Goal: List every line in the entries below that contains the word "woman", copying each line in full. Matching is case-sensitive.
==========
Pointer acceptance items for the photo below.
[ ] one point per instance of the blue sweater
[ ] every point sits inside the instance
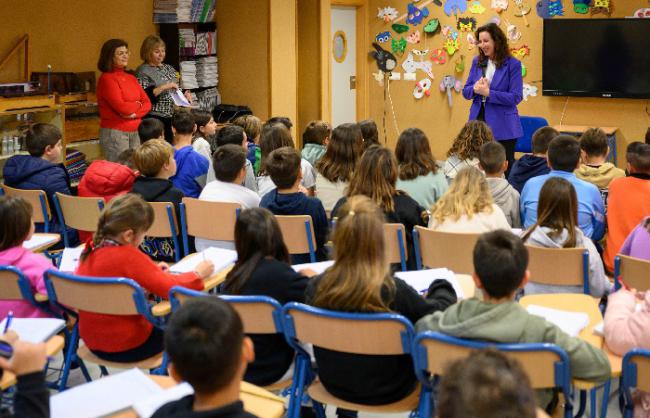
(300, 204)
(591, 210)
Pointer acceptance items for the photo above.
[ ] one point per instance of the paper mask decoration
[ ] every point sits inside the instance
(415, 15)
(476, 7)
(455, 7)
(432, 26)
(529, 91)
(383, 37)
(466, 24)
(499, 5)
(400, 28)
(449, 82)
(386, 61)
(387, 14)
(410, 65)
(521, 51)
(439, 57)
(398, 47)
(422, 88)
(414, 38)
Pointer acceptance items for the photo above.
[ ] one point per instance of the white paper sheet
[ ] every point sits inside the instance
(221, 258)
(104, 396)
(34, 330)
(570, 322)
(420, 280)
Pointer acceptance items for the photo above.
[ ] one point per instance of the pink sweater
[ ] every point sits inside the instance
(33, 266)
(625, 329)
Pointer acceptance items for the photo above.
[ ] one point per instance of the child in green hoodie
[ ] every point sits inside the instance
(500, 269)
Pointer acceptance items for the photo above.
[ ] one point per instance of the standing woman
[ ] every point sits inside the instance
(495, 87)
(159, 81)
(120, 99)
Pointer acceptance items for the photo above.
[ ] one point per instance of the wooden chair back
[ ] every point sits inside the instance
(438, 249)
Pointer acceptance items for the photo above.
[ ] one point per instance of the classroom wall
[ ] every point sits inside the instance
(441, 123)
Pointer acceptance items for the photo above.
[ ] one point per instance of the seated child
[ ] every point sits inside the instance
(467, 206)
(209, 355)
(500, 270)
(155, 161)
(114, 253)
(17, 227)
(262, 268)
(466, 148)
(283, 165)
(191, 167)
(229, 162)
(151, 128)
(206, 127)
(486, 384)
(557, 227)
(233, 134)
(253, 127)
(493, 162)
(535, 164)
(315, 140)
(418, 173)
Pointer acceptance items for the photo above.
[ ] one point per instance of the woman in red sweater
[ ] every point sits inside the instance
(122, 101)
(114, 253)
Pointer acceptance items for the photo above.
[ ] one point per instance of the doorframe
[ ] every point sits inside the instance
(362, 82)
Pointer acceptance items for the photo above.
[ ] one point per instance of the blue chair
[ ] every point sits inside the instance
(208, 220)
(636, 375)
(101, 295)
(547, 365)
(529, 124)
(358, 333)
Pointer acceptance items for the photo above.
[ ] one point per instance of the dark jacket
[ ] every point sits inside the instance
(182, 408)
(300, 204)
(525, 168)
(374, 380)
(273, 355)
(407, 212)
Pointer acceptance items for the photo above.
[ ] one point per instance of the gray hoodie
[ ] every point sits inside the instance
(599, 285)
(507, 198)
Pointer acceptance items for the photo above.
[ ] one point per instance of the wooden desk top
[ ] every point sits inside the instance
(52, 346)
(257, 401)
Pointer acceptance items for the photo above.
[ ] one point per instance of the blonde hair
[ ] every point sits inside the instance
(150, 157)
(468, 194)
(361, 269)
(150, 43)
(467, 144)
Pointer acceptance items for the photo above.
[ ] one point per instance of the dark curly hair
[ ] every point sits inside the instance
(501, 50)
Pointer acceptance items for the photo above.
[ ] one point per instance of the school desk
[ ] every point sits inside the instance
(52, 347)
(257, 401)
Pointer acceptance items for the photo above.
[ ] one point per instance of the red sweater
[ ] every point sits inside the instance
(119, 94)
(115, 333)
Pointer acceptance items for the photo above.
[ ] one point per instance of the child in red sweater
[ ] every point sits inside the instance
(114, 253)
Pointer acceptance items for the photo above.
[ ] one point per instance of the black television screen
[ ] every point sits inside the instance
(596, 58)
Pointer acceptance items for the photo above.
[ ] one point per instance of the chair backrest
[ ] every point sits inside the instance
(102, 295)
(559, 266)
(529, 125)
(38, 200)
(298, 234)
(635, 272)
(395, 238)
(259, 314)
(547, 365)
(358, 333)
(436, 249)
(209, 220)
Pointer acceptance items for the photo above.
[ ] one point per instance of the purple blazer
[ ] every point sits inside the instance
(506, 91)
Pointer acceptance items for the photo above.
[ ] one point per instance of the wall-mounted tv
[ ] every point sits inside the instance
(596, 58)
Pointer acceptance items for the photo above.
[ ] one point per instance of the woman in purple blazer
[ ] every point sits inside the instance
(494, 86)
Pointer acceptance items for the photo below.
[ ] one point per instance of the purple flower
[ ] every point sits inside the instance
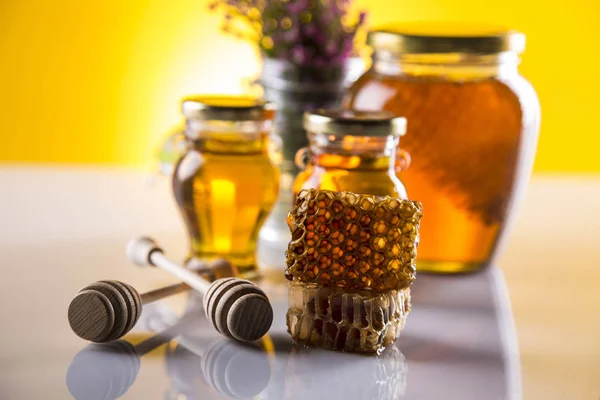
==========
Full answer:
[ ] one point per instance of the standing woman
[ ] one point per instance of the woman in red sweater
[ ] one point per instance of the woman in purple blazer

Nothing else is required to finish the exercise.